TEXT TO READ:
>>>

I chose software, but just realized I am learning arbitrarily. Just right now decided to stop learning to code until I have a solid idea and learn what needs to be done based on that idea. But have no app ideas worth pursuing. The app ideas I did have were executed well. Aka the need in the market has been filled. No sense in me making an app that for a need that has been filled.

My fallback was that if I don't have an idea or my app idea fails, I will have skills to garner a high wage in a job with a portfolio of failed apps, but man I spending a lot of time learning to code just to get a slowlane job? Realized this is going to take a lot longer to get good enough to get a job in programming as well.

Back to the thread title, I don't actually enjoy programming that much. But I don't enjoy my current healthcare job either. Should I just suck it up and keep doing this healthcare job I dislike until I have enough funds to build up my real estate (Real estate over ecommerce). Probabilities of success is higher and much safer than to gamble all that cash in ecommerce or high capital business venture.

DO SOMETHING YOU HATE TO GET WHAT YOU WANT?

<<<

EXTRACTED DATA:
>>>

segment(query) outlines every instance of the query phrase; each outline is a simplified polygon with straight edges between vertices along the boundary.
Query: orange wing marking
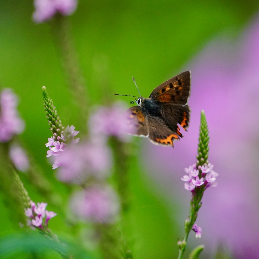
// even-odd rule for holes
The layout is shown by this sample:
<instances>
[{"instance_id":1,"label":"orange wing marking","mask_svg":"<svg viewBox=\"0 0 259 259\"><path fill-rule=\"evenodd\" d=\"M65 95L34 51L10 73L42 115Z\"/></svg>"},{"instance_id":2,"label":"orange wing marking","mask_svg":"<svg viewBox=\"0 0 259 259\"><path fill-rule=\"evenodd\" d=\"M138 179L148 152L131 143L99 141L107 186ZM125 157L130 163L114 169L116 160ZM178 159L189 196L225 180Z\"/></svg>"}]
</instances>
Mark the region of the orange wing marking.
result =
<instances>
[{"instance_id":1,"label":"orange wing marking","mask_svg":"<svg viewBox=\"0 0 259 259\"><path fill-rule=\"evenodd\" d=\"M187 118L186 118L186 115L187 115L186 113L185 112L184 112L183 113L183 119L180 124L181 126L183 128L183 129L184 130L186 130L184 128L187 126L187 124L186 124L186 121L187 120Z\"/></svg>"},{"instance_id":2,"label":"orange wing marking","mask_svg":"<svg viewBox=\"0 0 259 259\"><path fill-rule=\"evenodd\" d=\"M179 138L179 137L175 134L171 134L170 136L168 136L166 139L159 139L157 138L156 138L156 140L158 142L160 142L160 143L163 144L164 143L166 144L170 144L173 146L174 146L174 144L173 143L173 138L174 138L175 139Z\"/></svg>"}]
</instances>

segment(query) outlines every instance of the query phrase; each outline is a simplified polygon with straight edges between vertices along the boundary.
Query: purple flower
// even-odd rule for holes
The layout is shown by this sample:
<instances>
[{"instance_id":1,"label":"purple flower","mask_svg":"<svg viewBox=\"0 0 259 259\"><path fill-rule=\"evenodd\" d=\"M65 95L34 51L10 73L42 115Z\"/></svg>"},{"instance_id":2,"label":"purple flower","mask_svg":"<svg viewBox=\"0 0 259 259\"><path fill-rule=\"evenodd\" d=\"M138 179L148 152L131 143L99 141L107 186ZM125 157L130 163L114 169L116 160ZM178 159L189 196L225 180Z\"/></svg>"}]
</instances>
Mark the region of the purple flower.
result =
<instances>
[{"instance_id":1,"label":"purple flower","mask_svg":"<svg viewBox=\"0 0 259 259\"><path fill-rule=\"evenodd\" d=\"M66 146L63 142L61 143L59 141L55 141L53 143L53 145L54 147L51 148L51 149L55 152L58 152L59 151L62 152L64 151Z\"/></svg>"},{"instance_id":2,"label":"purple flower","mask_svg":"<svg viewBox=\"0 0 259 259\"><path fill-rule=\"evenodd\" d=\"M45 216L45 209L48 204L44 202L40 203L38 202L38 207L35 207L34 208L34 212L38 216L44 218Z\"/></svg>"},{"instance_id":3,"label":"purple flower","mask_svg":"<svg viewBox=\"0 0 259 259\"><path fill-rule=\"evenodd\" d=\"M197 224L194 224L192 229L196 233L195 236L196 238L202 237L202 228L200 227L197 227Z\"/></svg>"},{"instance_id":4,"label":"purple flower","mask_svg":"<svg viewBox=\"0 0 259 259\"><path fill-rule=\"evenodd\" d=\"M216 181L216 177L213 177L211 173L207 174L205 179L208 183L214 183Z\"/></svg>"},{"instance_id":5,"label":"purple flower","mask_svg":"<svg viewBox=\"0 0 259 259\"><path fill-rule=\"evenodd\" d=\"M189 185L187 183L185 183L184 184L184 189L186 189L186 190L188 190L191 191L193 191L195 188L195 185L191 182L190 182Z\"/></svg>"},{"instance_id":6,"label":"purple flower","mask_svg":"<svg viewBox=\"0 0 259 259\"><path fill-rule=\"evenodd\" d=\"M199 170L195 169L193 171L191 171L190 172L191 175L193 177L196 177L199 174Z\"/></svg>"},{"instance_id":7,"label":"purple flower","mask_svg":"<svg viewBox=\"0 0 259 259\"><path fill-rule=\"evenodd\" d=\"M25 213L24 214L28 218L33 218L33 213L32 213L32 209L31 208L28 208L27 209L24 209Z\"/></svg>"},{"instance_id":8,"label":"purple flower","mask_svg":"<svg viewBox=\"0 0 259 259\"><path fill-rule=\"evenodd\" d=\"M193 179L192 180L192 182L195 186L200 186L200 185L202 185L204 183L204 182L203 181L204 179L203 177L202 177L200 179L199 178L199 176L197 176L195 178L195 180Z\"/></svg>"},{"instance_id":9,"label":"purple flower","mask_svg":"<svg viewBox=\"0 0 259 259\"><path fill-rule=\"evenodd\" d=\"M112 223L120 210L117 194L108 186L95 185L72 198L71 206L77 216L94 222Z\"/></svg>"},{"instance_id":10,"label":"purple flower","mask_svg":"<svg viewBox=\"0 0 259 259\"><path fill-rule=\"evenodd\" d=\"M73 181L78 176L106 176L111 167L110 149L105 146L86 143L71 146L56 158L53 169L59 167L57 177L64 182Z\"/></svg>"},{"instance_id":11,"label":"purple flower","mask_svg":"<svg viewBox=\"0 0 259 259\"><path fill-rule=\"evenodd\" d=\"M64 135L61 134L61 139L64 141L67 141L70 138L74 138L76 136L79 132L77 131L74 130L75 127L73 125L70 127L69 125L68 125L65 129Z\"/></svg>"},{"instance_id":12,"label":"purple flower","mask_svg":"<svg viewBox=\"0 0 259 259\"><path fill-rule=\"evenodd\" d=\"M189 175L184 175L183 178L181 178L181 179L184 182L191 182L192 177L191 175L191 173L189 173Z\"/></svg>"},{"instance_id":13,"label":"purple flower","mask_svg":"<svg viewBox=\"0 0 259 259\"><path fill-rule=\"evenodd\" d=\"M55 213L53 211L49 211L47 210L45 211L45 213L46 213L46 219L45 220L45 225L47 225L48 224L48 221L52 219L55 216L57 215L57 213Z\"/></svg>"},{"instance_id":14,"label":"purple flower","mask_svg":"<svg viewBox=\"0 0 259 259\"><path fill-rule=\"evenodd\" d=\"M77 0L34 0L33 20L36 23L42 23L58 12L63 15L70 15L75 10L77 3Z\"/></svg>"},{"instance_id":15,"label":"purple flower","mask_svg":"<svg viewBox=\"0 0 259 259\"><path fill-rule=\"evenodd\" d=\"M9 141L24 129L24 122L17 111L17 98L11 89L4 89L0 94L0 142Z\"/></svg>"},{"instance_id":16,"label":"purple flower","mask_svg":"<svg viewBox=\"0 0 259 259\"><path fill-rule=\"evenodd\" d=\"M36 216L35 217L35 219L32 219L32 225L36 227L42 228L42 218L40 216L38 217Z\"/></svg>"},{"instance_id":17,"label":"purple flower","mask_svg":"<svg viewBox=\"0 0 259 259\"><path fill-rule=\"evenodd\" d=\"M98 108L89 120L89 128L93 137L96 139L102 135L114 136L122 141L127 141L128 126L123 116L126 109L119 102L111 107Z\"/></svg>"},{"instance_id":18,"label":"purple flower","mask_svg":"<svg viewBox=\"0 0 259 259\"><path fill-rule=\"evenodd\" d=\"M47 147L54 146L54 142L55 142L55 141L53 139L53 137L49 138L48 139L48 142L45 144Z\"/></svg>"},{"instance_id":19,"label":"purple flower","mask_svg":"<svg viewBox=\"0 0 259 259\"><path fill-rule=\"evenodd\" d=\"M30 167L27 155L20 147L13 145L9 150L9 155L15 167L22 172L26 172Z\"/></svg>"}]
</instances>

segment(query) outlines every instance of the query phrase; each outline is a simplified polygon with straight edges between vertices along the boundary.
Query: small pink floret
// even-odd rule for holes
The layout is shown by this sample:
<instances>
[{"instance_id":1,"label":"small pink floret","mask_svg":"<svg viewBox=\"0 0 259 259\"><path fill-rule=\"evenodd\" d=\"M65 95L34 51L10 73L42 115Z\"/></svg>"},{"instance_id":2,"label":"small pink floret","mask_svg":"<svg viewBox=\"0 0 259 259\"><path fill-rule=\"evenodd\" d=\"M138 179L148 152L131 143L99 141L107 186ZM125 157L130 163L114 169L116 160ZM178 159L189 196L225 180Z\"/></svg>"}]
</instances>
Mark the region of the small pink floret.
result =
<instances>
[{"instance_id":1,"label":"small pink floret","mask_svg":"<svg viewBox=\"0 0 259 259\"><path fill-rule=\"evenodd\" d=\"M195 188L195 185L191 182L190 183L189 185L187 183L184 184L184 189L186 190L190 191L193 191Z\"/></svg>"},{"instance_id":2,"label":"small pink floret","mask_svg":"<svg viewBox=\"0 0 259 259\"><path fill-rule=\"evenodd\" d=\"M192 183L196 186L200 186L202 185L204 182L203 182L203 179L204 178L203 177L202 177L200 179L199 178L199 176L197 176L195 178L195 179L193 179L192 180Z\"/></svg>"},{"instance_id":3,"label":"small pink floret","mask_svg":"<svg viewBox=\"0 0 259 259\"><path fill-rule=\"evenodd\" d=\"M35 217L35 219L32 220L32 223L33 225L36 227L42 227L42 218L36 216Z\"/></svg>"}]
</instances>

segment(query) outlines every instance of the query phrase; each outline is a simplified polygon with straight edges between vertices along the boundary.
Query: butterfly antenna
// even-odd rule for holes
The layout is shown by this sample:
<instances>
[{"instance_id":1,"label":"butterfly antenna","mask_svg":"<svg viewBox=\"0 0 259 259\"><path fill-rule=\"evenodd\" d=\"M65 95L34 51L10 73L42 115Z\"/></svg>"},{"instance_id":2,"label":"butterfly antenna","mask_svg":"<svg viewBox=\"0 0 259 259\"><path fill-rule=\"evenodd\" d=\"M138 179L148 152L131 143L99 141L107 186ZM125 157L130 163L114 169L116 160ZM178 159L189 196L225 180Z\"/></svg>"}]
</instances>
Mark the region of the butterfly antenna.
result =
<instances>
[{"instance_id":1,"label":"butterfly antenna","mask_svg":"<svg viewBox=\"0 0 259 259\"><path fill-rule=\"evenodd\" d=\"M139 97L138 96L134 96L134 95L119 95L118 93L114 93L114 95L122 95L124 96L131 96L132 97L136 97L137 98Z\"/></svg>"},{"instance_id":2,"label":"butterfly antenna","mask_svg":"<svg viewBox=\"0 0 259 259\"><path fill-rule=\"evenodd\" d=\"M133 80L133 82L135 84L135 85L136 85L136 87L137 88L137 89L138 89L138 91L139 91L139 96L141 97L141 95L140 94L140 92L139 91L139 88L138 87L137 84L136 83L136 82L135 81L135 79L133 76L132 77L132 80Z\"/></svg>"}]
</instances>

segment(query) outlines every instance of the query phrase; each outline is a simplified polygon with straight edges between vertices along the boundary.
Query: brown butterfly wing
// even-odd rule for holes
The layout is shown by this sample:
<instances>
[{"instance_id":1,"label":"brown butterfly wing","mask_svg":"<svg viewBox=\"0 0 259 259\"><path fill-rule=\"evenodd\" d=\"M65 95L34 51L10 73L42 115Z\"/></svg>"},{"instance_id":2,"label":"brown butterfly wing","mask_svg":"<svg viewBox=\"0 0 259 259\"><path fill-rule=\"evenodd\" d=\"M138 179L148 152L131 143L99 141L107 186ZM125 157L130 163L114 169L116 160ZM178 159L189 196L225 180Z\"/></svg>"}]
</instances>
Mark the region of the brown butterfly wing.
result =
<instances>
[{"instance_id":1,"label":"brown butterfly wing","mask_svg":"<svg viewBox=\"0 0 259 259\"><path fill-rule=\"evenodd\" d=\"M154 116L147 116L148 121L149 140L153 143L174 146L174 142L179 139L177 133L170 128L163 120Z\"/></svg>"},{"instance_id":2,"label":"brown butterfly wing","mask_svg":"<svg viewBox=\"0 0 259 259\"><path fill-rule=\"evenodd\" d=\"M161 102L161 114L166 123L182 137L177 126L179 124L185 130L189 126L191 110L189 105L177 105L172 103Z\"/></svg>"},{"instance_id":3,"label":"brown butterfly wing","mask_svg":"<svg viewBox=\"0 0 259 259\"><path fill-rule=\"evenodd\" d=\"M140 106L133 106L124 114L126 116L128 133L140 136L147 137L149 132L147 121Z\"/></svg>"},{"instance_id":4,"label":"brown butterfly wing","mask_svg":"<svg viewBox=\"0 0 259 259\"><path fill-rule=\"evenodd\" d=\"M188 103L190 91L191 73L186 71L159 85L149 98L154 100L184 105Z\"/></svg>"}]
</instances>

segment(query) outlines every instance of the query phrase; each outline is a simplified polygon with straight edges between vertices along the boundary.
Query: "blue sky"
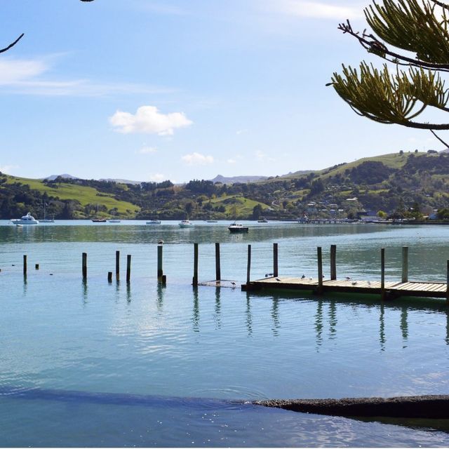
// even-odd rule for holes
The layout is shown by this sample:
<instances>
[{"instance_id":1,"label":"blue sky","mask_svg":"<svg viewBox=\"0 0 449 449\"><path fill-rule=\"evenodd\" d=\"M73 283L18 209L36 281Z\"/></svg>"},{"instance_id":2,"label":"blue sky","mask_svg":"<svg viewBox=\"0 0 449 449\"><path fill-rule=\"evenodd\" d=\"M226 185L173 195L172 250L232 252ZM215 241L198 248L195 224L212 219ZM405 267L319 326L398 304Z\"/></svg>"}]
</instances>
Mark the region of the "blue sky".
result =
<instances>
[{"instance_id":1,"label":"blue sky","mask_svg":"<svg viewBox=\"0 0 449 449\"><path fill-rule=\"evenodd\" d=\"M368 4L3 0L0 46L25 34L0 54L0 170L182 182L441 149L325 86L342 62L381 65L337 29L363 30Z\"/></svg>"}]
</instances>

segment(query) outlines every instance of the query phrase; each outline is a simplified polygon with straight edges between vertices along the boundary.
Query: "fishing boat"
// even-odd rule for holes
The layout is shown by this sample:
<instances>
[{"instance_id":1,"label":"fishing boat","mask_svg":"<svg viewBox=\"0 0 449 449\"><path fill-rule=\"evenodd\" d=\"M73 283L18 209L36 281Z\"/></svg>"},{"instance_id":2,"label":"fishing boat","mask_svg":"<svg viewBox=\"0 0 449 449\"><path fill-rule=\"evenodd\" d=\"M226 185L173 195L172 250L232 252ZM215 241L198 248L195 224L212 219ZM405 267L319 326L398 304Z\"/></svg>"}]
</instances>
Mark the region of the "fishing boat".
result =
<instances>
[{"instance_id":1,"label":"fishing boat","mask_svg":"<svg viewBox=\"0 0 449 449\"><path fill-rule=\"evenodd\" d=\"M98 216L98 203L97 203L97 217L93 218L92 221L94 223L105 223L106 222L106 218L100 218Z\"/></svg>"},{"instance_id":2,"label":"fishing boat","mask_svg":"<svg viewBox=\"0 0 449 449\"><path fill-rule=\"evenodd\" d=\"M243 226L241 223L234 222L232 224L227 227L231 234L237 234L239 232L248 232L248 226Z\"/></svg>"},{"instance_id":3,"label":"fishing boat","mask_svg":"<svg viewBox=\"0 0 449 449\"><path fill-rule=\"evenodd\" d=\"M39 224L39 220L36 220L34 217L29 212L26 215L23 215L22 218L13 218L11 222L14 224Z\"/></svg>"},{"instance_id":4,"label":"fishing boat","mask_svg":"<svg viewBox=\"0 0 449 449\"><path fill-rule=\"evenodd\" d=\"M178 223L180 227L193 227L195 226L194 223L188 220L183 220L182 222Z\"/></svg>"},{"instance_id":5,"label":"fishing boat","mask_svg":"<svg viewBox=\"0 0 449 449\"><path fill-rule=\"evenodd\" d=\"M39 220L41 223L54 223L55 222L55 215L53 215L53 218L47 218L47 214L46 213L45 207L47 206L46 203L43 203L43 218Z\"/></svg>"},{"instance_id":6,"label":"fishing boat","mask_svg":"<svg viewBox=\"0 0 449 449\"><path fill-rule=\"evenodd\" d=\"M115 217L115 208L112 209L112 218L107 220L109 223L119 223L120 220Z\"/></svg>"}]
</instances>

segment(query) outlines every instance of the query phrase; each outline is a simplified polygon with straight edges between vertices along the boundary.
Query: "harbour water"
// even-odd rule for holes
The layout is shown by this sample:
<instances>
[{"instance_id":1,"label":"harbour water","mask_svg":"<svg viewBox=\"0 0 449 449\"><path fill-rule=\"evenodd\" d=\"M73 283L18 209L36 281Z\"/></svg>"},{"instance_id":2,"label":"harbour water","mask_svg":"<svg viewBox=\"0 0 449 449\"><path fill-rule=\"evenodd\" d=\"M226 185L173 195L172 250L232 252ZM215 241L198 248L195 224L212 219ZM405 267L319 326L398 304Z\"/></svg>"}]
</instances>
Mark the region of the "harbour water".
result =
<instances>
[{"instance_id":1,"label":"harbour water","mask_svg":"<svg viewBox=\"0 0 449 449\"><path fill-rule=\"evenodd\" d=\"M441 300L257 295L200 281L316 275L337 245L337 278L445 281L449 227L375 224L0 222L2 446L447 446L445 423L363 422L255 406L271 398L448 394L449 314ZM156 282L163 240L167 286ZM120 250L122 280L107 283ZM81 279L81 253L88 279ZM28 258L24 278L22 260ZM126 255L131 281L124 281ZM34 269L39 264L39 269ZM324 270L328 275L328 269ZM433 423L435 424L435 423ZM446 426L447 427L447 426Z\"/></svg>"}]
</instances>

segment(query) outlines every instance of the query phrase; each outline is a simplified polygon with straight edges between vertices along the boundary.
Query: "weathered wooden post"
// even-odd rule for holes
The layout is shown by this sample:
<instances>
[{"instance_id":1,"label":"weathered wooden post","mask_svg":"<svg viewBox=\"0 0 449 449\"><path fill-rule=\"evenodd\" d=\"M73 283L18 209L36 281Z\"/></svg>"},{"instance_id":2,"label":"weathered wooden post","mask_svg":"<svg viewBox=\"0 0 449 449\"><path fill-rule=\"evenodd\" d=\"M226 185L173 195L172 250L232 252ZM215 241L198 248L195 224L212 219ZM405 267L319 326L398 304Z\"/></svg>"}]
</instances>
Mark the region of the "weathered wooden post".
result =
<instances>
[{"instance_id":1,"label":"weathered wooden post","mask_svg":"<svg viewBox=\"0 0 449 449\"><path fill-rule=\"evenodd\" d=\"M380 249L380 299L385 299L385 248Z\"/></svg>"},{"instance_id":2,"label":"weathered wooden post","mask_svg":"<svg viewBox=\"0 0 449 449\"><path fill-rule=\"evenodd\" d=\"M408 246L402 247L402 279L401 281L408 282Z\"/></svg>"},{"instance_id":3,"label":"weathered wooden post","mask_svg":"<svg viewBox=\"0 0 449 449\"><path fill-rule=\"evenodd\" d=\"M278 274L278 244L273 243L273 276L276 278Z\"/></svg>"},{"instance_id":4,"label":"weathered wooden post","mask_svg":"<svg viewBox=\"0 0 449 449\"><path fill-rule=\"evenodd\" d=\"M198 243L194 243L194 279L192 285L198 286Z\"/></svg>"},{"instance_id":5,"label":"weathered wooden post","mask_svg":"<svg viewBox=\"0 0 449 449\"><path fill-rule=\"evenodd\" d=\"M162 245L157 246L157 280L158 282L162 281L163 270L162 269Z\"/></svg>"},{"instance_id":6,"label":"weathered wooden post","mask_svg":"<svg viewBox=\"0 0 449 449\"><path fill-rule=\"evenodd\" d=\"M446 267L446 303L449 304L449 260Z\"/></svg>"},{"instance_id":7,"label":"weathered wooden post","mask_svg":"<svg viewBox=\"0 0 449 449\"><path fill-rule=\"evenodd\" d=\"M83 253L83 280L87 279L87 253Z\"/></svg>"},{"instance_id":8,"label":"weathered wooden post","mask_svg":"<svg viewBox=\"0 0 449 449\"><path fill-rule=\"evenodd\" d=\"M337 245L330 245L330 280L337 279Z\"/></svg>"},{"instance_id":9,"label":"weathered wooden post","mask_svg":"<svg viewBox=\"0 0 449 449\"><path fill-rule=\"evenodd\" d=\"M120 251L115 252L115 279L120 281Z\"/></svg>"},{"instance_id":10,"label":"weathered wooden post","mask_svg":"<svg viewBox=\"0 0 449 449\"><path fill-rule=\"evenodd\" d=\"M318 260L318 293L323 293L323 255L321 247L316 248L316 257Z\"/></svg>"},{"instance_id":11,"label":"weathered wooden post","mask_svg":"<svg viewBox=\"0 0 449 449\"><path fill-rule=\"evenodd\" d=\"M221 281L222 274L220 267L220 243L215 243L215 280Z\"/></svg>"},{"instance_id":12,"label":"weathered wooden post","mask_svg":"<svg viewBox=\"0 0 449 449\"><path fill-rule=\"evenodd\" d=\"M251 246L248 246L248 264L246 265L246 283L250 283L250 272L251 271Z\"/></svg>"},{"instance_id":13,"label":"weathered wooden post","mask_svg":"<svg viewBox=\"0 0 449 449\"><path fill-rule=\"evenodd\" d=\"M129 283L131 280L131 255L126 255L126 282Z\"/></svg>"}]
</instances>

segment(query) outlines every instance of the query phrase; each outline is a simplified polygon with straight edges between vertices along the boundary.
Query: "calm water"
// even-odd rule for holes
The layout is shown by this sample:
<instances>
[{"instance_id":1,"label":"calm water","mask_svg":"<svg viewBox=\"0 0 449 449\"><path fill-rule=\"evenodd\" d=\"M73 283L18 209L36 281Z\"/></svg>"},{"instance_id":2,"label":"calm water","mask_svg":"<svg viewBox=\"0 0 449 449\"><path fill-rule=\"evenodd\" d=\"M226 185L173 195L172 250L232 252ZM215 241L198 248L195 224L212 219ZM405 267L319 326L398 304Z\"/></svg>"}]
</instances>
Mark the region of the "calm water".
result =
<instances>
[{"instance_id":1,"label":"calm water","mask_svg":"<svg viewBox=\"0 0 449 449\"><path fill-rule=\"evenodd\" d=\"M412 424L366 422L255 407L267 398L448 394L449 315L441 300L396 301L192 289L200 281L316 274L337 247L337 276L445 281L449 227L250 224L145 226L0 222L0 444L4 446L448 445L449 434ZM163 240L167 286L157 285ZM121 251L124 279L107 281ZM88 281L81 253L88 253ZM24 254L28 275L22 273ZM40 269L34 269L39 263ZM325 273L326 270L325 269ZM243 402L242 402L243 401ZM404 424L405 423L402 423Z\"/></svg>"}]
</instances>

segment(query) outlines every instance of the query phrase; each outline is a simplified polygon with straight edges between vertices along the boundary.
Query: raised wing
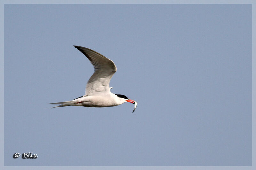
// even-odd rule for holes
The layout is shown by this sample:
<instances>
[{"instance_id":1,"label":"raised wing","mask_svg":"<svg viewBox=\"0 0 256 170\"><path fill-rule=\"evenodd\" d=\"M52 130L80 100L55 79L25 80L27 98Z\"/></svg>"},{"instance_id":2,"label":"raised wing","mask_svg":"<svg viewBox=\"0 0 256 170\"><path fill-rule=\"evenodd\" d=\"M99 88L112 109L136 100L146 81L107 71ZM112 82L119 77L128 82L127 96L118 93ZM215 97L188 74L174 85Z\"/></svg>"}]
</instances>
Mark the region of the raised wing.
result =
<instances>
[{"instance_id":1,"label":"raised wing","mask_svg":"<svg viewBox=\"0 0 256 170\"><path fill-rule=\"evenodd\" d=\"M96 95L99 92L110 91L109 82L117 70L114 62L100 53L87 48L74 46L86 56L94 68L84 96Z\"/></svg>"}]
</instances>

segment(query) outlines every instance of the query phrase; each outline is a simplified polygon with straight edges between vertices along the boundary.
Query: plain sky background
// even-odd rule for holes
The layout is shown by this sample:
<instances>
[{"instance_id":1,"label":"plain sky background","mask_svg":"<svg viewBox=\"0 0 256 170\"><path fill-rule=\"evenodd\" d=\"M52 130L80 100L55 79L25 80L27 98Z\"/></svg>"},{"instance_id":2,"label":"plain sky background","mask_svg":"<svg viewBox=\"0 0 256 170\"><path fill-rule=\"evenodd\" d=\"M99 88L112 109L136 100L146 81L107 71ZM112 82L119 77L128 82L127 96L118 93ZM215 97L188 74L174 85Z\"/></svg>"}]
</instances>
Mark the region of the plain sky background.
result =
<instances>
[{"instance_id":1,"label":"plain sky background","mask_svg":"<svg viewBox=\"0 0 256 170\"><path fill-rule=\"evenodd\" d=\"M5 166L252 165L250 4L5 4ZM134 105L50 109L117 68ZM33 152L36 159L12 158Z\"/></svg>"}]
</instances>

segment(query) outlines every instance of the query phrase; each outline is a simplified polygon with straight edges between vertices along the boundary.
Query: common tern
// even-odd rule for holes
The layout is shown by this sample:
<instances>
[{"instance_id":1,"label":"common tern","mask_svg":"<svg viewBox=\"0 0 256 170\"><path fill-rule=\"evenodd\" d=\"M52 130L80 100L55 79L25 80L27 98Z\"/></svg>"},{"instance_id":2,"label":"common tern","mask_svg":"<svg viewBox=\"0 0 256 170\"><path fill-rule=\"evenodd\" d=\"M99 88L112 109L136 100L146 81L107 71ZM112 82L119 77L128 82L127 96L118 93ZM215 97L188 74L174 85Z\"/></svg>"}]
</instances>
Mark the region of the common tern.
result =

<<<

EXERCISES:
A. Can you output the part of the forum post that runs from "Back to the" to "capital business venture.", word for word?
B. Answer these questions using the forum post above the records:
(i) What did the writer decide to stop doing until they have a solid idea?
(ii) What kind of job does the writer currently have?
(iii) Which does the writer choose to build up, real estate or ecommerce?
C. Could you shorten the paragraph of the forum post that begins "Back to the thread title" into a brief list that keeps its main facts?

TASK-BY-TASK RESULTS:
A.
Back to the thread title, I don't actually enjoy programming that much. But I don't enjoy my current healthcare job either. Should I just suck it up and keep doing this healthcare job I dislike until I have enough funds to build up my real estate (Real estate over ecommerce). Probabilities of success is higher and much safer than to gamble all that cash in ecommerce or high capital business venture.

B.
(i) Learning to code.
(ii) A healthcare job.
(iii) Real estate.

C.
- The writer doesn't enjoy programming much.
- The writer doesn't enjoy the current healthcare job either.
- The writer asks whether to keep the disliked healthcare job until there are enough funds to build up real estate, chosen over ecommerce.
- Real estate is seen as having higher probabilities of success and as much safer than gambling the cash on ecommerce or a high capital business venture.